(Phrase grounding data)
..............................

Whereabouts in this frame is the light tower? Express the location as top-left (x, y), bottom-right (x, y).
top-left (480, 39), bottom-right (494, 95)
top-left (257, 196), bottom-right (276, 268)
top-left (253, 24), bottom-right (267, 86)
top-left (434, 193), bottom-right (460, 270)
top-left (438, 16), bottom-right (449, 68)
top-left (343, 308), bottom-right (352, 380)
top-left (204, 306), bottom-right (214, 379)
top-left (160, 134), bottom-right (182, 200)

..............................

-- What is required --
Give back each line above exactly as written.

-- Worked solution --
Whereabouts in this frame is the light tower? Express the location as top-left (x, y), bottom-right (x, y).
top-left (480, 39), bottom-right (494, 95)
top-left (257, 196), bottom-right (276, 268)
top-left (253, 24), bottom-right (267, 86)
top-left (434, 193), bottom-right (460, 270)
top-left (438, 16), bottom-right (449, 68)
top-left (343, 308), bottom-right (352, 380)
top-left (204, 306), bottom-right (214, 379)
top-left (160, 134), bottom-right (182, 200)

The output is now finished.